**Text passage**
Carmine’s other son, Francis Ford, was the first Coppola to reach superstardom and fame in Hollywood, as a director and producer. Like his older brother August, Francis Ford and his wife Eleanor Neil had three children, and all three are in entertainment: producer Gian-Carlo, filmmaker Roman François, and former actress and filmmaker Sofia Carmina, the only granddaughter of Carmine and Italia. Therefore, all six children of the two third generation Coppola brothers, August and Francis, were actively worked in the entertainment industry until Gian-Carlo's death from a speedboat accident in 1986.

Carmine’s youngest child and only daughter Talia, was a Hollywood actress and adopted the Shire family name upon her marriage to David Shire, just like her two older brothers, has three children from her two marriages: screenwriter Matthew Orlando Shire from her first marriage to Shire, and actor-screenwriter-musician Jason Schwartzman and director-actor-musician Robert Schwartzman from her second marriage to Jack Schwartzman.

Carmine died in 1991, eight of his surviving grandchildren, are continuing the family's legacy. Gian-Carla "Gia" Coppola, granddaughter of Francis Ford, went on to become a filmmaker and also continuing to follow this legacy.

**Work instructions**
a - From the passage on the Coppola family, reproduce word for word everything from "Carmine died in" up to and including "follow this legacy.".
b - Answer these questions using the passage on the Coppola family:
(i) Who is named as Francis Ford's wife?
(ii) In what year did Gian-Carlo die, and what caused his death?
(iii) To whom was Talia married in her second marriage?
c - Write what comes next in the passage on the Coppola family, continuing after its final sentence.

**Natural-language object grounding data**
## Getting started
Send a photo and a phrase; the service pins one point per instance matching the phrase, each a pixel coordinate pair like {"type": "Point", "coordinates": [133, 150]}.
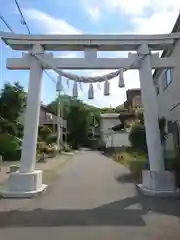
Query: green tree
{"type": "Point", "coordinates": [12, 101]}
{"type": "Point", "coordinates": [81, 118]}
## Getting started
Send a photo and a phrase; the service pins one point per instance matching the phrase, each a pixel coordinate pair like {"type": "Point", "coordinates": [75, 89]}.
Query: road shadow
--
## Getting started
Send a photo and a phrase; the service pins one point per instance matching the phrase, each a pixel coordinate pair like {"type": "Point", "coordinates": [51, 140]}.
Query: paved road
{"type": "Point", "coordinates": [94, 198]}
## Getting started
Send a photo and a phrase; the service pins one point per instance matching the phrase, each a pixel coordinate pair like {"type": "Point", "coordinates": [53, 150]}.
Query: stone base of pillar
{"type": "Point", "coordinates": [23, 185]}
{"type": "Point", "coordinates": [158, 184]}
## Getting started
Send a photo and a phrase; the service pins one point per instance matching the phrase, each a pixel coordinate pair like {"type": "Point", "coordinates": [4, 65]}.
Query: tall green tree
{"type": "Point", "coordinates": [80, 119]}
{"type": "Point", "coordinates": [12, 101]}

**Expected results**
a -
Carmine died in 1991, eight of his surviving grandchildren, are continuing the family's legacy. Gian-Carla "Gia" Coppola, granddaughter of Francis Ford, went on to become a filmmaker and also continuing to follow this legacy.

b -
(i) Eleanor Neil
(ii) 1986, from a speedboat accident
(iii) Jack Schwartzman

c -
== Academy Awards ==
The lineal descendants of Carmine Coppola and Italia Pennino have been nominated 24 times for an Academy Award, winning 8 times in categories including Best Picture, Best Director, Best Actor, Best Original Screenplay, Best Adapted Screenplay, and Best Original Score. Only four legitimate members of the family are Academy Award-winners: Carmine, Francis Ford, Nicolas Cage, and Sofia.

In addition, family in-laws such as Talia Shire's ex-husband David Shire, Sofia Coppola's ex-husband Spike Jonze, and Nicolas Cage's ex-wife Patricia Arquette are also Academy Award winners. Talia Shire's late husband Jack Schwartzman is also the father of Oscar nominee John Schwartzman by a previous marriage.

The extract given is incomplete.